**THE EXERCISE**
Rewrite the records below, from the first line through the line containing "POLYGON ((56 100, 56", substituting "water bottle" for "juice bottle" and leaving everything else as it is.
+++ RECORDS SHOWN +++
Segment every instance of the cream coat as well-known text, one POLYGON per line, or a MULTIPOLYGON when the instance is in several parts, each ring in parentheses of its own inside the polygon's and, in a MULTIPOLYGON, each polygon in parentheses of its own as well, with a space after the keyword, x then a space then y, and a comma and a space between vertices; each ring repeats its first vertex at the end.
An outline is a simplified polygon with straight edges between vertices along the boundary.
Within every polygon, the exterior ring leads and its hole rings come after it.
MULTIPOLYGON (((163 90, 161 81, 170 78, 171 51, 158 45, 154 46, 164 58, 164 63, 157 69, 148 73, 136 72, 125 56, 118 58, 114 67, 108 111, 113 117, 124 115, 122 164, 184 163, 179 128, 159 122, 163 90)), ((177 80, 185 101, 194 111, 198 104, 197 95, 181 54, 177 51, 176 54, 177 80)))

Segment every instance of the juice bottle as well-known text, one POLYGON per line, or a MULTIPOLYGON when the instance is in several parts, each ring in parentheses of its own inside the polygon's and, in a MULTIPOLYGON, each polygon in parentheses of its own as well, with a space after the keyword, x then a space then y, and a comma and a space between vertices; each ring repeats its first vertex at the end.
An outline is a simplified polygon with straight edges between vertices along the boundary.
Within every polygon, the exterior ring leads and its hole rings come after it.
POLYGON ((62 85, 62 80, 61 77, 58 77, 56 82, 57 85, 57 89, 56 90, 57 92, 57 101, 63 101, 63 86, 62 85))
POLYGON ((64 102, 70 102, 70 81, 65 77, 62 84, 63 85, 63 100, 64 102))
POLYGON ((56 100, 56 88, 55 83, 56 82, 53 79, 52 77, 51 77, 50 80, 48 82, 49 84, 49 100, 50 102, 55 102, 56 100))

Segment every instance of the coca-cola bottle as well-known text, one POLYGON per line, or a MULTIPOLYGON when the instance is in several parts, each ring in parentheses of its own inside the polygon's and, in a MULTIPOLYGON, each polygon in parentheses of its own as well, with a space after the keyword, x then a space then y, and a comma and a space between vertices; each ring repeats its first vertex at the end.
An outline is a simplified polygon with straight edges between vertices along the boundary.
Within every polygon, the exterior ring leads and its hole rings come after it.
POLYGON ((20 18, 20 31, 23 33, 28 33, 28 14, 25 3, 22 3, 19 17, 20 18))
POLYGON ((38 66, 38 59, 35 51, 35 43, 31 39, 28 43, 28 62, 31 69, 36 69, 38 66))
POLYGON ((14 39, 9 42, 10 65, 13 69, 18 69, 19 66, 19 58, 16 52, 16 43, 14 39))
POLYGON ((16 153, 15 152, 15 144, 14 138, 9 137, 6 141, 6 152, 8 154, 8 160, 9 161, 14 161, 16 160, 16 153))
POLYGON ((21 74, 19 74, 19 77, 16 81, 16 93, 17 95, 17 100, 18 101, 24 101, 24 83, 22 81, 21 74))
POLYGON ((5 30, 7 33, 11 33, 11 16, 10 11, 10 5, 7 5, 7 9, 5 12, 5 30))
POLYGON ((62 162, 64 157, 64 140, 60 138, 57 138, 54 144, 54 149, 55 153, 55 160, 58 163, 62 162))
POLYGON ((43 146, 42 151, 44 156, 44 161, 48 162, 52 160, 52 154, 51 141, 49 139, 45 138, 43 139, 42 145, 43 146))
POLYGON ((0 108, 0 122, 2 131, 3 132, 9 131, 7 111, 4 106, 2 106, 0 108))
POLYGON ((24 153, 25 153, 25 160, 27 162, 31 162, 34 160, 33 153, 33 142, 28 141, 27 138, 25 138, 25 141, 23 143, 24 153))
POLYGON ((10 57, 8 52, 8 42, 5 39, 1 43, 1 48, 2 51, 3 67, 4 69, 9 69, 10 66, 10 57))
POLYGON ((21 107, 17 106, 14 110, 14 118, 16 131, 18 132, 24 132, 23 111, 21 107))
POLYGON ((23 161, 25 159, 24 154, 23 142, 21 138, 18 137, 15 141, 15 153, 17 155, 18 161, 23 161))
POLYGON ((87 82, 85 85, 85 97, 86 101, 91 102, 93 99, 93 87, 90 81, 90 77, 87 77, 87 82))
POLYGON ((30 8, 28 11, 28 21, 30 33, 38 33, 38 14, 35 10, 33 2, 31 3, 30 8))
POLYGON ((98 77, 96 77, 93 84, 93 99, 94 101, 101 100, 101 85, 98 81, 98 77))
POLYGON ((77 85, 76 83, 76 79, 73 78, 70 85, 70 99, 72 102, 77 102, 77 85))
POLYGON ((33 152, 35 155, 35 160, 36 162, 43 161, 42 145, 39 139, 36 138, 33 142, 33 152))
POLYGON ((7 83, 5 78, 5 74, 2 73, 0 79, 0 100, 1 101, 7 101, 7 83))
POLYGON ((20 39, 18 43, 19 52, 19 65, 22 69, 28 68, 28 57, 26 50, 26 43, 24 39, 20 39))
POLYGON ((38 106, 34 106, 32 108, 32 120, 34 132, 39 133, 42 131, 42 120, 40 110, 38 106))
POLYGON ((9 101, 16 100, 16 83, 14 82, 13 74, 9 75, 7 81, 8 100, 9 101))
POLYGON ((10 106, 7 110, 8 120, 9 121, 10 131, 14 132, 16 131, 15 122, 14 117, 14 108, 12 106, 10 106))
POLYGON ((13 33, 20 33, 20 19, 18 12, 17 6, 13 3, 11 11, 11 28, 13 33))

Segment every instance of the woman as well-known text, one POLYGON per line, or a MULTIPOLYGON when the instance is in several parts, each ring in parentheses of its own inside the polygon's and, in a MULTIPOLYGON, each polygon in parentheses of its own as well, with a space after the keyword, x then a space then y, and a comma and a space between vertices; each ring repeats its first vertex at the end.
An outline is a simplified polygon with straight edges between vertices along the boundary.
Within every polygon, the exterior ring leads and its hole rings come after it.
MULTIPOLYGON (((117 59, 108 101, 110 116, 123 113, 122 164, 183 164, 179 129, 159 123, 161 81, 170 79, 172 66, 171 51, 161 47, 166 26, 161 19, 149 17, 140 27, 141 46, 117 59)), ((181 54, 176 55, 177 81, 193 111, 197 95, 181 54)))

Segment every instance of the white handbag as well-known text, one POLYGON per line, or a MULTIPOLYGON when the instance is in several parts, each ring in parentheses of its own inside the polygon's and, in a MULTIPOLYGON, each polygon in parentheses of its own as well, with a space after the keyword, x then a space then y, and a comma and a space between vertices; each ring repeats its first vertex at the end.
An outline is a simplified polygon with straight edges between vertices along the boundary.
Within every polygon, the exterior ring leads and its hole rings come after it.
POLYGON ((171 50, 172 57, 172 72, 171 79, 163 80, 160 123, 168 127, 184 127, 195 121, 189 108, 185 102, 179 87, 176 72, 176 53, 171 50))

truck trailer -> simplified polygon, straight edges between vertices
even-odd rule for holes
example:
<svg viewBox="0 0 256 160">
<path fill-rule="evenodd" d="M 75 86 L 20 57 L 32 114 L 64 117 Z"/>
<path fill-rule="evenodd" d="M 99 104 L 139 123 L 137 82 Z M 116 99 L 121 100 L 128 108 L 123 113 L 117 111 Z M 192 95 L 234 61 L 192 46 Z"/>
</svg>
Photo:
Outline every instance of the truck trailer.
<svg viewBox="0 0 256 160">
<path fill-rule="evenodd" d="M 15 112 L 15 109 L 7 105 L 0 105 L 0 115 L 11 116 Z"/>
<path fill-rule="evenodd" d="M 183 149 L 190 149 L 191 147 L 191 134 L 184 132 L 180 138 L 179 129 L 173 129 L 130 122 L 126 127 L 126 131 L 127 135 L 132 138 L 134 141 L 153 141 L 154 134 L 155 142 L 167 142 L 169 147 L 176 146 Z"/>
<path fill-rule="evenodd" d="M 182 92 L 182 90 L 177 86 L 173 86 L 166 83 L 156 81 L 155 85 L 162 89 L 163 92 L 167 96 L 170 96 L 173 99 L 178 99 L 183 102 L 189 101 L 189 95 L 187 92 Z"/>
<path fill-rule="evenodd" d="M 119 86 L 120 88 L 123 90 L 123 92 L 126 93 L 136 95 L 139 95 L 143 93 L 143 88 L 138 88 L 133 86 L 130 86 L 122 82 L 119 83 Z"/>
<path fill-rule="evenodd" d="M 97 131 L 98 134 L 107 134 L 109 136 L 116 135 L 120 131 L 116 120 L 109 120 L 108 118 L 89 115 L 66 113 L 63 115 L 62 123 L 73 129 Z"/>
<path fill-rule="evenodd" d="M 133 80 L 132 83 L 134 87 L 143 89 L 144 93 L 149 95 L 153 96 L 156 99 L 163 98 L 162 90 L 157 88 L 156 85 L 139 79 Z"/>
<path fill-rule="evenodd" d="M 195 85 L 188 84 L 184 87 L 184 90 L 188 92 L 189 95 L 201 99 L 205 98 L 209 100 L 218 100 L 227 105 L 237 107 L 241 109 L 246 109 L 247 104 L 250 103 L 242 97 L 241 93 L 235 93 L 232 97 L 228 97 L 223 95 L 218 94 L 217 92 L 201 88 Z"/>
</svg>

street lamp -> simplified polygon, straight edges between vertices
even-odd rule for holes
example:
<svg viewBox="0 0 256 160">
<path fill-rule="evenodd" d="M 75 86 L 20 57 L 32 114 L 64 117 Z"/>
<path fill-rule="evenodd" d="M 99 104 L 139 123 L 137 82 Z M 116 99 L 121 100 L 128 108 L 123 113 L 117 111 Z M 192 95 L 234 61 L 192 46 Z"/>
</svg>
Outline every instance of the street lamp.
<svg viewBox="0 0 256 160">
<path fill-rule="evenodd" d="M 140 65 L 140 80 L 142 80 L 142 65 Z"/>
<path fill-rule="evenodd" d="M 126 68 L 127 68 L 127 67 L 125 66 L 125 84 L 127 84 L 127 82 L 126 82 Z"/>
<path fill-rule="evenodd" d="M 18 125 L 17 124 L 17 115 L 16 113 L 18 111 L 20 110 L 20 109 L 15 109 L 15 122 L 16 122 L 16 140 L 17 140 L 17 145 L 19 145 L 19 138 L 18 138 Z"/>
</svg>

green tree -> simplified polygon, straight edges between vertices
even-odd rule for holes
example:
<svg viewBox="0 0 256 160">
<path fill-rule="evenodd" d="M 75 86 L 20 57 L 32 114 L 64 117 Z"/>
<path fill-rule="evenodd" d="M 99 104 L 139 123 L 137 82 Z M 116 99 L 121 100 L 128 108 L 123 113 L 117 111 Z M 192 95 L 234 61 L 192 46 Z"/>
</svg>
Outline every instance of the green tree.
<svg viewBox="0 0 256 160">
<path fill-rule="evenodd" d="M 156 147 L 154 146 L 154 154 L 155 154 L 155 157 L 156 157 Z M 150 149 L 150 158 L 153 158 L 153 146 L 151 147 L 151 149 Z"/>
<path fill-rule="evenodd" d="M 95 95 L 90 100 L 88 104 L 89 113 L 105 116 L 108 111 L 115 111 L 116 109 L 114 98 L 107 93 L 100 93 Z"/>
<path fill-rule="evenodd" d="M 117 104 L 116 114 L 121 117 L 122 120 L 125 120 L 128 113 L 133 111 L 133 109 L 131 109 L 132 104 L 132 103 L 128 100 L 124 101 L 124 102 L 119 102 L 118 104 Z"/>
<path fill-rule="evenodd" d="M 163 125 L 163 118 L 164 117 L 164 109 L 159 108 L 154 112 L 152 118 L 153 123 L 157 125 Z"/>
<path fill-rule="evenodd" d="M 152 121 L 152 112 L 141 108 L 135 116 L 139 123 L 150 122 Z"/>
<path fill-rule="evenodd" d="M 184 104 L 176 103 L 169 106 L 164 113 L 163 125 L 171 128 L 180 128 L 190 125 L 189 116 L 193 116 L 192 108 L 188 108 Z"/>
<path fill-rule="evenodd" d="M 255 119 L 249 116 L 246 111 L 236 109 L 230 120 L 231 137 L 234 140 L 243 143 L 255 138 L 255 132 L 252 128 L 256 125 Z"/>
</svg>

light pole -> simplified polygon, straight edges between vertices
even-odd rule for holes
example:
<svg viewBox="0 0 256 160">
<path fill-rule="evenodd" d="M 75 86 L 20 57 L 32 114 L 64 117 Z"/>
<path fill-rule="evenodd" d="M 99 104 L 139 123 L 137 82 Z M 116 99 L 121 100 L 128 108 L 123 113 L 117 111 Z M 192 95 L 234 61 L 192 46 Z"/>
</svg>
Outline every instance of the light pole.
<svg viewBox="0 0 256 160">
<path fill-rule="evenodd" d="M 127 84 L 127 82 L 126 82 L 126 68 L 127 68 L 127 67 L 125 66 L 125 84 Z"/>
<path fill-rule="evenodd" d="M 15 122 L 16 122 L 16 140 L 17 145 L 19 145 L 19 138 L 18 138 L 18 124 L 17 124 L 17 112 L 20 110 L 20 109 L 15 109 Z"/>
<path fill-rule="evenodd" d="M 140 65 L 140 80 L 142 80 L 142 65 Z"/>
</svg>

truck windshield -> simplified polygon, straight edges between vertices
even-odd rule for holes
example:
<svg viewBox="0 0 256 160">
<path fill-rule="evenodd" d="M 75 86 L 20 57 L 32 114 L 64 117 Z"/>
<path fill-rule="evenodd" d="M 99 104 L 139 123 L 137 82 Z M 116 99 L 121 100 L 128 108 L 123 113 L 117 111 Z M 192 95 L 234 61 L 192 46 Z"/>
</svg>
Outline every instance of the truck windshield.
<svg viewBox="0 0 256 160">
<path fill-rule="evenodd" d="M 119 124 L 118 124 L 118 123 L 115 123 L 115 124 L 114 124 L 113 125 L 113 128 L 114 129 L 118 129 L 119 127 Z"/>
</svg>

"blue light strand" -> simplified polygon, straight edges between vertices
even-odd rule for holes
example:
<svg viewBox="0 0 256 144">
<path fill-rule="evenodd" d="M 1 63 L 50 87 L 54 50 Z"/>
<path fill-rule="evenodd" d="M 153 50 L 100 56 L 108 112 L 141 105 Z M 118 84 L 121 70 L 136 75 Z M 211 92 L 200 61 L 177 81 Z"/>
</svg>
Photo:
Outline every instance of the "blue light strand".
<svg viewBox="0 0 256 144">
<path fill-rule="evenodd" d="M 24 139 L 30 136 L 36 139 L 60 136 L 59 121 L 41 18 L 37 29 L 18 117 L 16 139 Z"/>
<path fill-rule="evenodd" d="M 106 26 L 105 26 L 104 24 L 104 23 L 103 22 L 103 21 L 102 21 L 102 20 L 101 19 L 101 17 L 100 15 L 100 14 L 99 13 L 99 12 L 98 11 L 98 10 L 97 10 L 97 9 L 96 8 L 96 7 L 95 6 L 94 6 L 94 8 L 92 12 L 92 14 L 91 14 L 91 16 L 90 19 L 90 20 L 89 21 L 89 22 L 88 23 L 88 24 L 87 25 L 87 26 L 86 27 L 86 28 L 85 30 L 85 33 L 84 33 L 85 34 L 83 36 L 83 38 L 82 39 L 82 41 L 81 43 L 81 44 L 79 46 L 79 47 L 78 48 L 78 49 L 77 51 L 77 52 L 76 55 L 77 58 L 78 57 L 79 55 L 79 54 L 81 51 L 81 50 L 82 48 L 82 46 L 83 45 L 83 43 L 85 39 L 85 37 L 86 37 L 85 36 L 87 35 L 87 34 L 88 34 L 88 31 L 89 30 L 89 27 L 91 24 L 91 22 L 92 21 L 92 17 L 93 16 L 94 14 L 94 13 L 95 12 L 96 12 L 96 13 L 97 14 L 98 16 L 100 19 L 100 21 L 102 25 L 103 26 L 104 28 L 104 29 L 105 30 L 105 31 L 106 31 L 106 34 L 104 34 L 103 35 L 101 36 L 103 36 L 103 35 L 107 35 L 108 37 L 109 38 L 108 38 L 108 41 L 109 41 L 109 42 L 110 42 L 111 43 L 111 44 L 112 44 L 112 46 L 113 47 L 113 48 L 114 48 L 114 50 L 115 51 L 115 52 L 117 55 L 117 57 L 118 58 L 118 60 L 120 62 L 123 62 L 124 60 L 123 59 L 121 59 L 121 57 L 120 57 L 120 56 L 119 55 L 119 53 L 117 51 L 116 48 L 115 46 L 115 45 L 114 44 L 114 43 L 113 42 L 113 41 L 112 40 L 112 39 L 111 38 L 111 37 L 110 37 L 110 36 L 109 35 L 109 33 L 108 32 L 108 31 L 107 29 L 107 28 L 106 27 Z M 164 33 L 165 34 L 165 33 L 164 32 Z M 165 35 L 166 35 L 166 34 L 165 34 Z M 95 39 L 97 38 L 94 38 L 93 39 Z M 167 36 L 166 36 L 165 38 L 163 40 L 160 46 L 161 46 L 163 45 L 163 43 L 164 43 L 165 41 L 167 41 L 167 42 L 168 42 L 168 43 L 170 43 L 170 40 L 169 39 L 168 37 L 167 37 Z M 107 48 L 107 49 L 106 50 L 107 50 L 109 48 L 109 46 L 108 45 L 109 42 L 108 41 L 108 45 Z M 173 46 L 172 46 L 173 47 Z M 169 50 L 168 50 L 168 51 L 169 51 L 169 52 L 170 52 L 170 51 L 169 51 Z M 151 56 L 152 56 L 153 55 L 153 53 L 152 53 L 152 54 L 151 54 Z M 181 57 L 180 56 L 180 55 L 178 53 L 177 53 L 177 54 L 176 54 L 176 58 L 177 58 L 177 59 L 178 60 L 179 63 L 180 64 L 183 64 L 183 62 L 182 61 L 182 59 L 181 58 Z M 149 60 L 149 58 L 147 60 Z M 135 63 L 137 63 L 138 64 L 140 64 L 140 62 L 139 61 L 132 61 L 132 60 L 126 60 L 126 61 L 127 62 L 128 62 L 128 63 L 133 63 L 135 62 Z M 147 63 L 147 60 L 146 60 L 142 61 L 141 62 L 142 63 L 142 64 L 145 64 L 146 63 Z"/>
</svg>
+++
**RESPONSE**
Segment every instance of the cream coat as well-known text, one POLYGON per line, or a MULTIPOLYGON when the instance is in several parts, each ring in parentheses of its own inside the polygon's and, in a MULTIPOLYGON, each polygon in parentheses of its own as well, with a space after the keyword, x then a space then y, and a comma and a space between vertices; each ring repeats its first vertex at the end.
An outline is a simplified polygon with straight edges between vertices along the boundary.
Within every polygon, the exterior ring leads and its hole rings come after it.
MULTIPOLYGON (((163 90, 161 81, 170 78, 171 51, 158 45, 154 46, 164 58, 164 63, 157 69, 148 73, 136 72, 125 56, 118 58, 114 67, 108 111, 113 117, 124 115, 122 164, 184 163, 179 128, 159 122, 163 90)), ((177 80, 185 101, 194 111, 198 104, 197 95, 181 54, 177 51, 176 54, 177 80)))

Segment every instance of the water bottle as well-known text, one POLYGON per line, or a MULTIPOLYGON when the instance is in several parts, each ring in parentheses of its own inside the polygon's and, in a MULTIPOLYGON, each polygon in parentheses of its own as well, with a space after the keyword, x then a space then y, and a comma and a space between vertices; each ring repeats its first vertex at the end.
An outline is a simplified polygon with straight edges between vertices along the boundary.
Within every polygon, the exterior ring leads and its hole rings come after it.
POLYGON ((62 85, 62 80, 61 77, 58 77, 56 82, 57 85, 57 89, 56 90, 57 92, 57 101, 63 101, 63 86, 62 85))
POLYGON ((64 102, 70 102, 70 81, 65 77, 62 84, 63 85, 63 100, 64 102))
POLYGON ((56 100, 56 88, 55 83, 56 82, 53 79, 52 77, 51 77, 50 80, 48 82, 49 84, 49 100, 50 102, 55 102, 56 100))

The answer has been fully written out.